Can you give the thread about the cloudy pale ale again, everything from "# Coopers_australian Pale" down to "you can help!", replacing "Canadian Blonde" with "Irish Red" throughout?

_SELECTED EXCERPT_:
-------------------------

# Coopers_australian Pale Ale Looks Too Cloudy...



## SaintRoam (8/5/12)

Heys guys, New to the forum here as the title mentions. So I bought a coopers kit off a dude that told me possibly the worst way to brew beer (e.g told me I didnt need to clean or sanitise the bottles, only had to leave them bottled for a week etc..) Anyways lucky I got on here and did some research myself and SUPRISINGLY my first batch of Canadian Blonde came out pretty damn good!  Although since it was my first I drank it all way too fast (after the first 2weeks) So with my added knowledge I've embarked in my second batch after picking up another carboy kit set to filter into and decided to go with an Australian Pale Ale brew this time. Just have a few questions as it appears to be going all shades of wrong <_< Hope you can help!

1. When I first started this brew the cold snap hit, put the yeast in around the 28deg mark and has been sitting around 24-22 for the week which the airlock had a lot of activity for the first two days then stopped completly. I read that sometimes it happens but this should be okay right?

2. Also the guy I bought the second carboy off is a beer wizard and said he only fills up to below the handle. In doing this I realised that this isnt anywhere near the 23litre mark, more like im guessing 20 maybe. Will this kill the beer/taste as it might be such a high concentrate? Should I ditch it or keep going?

3. So the brew is on its 8th day of fementation and I took a test (discarding the first sample) and reading the second and notice that the beer is really cloudy, is this because of the high concentrate? Or is it as the name suggestions a "Pale" Ale? The Canadian Blonde was nice and clear. It seemed to taste okayish.

Sorry for the begineers info or If I have brought up old and repetitive issues but Im really starting to get into this hobby and I guess need a bit of reassurance. Everytime you google a subject the responses are always so mixed!  I can post some pics up tonight if it helps.

Thanks,

Luke.

P.s I just asked my Japanese fiance if the head was good. She did NOT appreciate the subject.


----------



## .DJ. (8/5/12)

1. When I first started this brew the cold snap hit, put the yeast in around the 28deg mark and has been sitting around 24-22 for the week which the airlock had a lot of activity for the first two days then stopped completly. I read that sometimes it happens but this should be okay right? 

24-22 is still a bit warm.. try for about 20 degrees. And dont rely on the airlock. Check your gravity to see if fermentation has finished.

2. Also the guy I bought the second carboy off is a beer wizard and said he only fills up to below the handle. In doing this I realised that this isnt anywhere near the 23litre mark, more like im guessing 20 maybe. Will this kill the beer/taste as it might be such a high concentrate? Should I ditch it or keep going?

it will have more flavour and slightly more alcohol. Try it, see if you like it... flavour isnt bad... 


3. So the brew is on its 8th day of fementation and I took a test (discarding the first sample) and reading the second and notice that the beer is really cloudy, is this because of the high concentrate? Or is it as the name suggestions a "Pale" Ale? The Canadian Blonde was nice and clear. It seemed to taste okayish.

its cloudy because the yeast is still in the wort/beer... leave fermentation for 2 weeks, 2 weeks in the bottle and it should clear up just fine.


----------



## SaintRoam (8/5/12)

-------------------------

_INFORMATION SHOWN_:
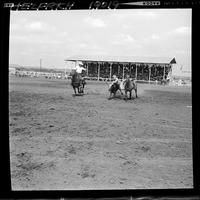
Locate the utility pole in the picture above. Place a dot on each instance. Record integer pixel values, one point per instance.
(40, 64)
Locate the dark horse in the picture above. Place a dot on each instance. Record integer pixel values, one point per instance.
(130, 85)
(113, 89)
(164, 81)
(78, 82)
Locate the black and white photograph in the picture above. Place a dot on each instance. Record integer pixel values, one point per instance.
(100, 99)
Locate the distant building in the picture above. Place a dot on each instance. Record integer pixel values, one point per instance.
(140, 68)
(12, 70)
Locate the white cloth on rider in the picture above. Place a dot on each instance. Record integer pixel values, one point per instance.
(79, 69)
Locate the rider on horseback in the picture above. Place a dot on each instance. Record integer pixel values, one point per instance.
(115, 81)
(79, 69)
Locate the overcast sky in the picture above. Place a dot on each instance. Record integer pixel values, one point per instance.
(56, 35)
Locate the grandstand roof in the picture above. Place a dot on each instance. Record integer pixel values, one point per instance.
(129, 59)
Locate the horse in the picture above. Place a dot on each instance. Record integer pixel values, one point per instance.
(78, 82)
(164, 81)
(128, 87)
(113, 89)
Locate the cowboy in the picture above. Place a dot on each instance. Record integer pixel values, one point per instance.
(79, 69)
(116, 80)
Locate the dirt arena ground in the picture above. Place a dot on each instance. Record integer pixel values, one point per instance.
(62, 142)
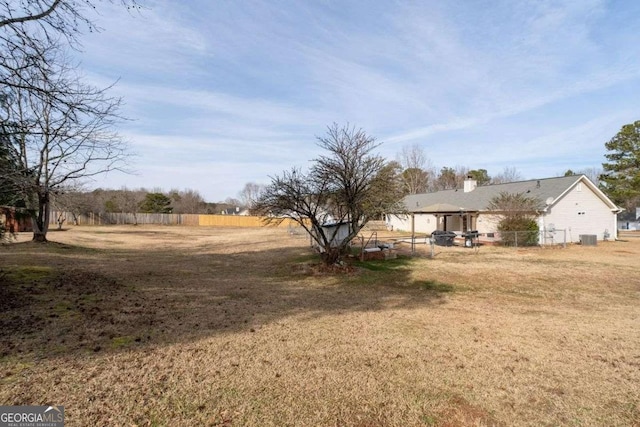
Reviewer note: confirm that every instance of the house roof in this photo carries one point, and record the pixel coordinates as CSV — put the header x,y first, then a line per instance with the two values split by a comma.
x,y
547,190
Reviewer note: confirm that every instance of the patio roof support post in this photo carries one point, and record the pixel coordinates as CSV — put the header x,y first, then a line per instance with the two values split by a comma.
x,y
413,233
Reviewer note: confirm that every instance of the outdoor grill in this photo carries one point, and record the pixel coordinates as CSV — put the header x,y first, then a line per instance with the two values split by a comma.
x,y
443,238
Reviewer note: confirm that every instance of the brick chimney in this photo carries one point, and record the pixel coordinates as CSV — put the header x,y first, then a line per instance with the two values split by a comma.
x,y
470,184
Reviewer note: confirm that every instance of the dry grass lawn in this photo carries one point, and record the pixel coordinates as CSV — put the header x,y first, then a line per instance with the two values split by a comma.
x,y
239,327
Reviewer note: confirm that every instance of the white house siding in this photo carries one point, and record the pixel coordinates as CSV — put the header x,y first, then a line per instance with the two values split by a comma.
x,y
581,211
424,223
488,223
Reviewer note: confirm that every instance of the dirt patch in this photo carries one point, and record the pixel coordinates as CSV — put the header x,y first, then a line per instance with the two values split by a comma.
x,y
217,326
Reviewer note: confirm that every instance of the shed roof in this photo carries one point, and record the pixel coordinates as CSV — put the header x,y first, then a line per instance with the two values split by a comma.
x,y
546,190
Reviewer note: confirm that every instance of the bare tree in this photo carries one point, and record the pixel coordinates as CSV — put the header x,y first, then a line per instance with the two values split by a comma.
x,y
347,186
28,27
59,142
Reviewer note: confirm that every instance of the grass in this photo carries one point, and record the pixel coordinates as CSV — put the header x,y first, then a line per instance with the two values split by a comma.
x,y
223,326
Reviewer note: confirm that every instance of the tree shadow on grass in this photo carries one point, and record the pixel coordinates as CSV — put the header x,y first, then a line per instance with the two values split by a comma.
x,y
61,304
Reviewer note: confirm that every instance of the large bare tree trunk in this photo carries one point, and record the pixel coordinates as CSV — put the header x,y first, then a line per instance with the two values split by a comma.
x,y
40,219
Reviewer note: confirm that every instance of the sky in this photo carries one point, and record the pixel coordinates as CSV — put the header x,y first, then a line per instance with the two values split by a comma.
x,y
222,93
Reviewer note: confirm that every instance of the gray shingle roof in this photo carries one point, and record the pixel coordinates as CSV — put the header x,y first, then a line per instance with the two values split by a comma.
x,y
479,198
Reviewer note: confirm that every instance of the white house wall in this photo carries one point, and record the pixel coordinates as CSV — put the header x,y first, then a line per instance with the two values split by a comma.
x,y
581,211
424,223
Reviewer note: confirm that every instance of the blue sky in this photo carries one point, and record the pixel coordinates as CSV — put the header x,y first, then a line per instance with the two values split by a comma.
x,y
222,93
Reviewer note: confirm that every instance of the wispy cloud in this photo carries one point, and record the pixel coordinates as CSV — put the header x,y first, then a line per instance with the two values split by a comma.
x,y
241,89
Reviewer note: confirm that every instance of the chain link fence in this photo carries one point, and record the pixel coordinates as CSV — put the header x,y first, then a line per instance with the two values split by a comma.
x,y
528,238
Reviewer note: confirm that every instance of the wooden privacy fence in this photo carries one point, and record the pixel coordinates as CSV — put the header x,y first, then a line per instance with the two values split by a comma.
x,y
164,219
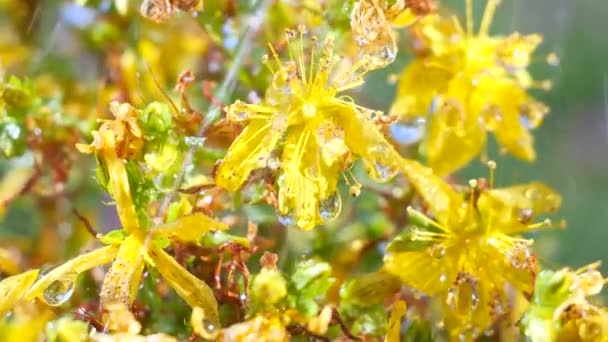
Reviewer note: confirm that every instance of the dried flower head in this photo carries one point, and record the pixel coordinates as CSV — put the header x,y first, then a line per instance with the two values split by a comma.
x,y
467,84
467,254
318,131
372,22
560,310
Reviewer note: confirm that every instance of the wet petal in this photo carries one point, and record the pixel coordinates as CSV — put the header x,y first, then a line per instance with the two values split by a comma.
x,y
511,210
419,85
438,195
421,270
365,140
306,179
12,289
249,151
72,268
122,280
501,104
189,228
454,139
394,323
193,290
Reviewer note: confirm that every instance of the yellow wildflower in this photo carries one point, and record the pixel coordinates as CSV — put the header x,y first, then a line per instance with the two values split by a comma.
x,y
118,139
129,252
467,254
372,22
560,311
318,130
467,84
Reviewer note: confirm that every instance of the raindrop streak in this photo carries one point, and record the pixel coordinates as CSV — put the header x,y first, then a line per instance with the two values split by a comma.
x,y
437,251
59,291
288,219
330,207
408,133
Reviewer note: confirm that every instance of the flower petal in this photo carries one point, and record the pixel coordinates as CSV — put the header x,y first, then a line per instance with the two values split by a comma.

-------------------------

_ANSWER BELOW_:
# Coopers_australian Pale Ale Looks Too Cloudy...



## SaintRoam (8/5/12)

Heys guys, New to the forum here as the title mentions. So I bought a coopers kit off a dude that told me possibly the worst way to brew beer (e.g told me I didnt need to clean or sanitise the bottles, only had to leave them bottled for a week etc..) Anyways lucky I got on here and did some research myself and SUPRISINGLY my first batch of Irish Red came out pretty damn good!  Although since it was my first I drank it all way too fast (after the first 2weeks) So with my added knowledge I've embarked in my second batch after picking up another carboy kit set to filter into and decided to go with an Australian Pale Ale brew this time. Just have a few questions as it appears to be going all shades of wrong <_< Hope you can help!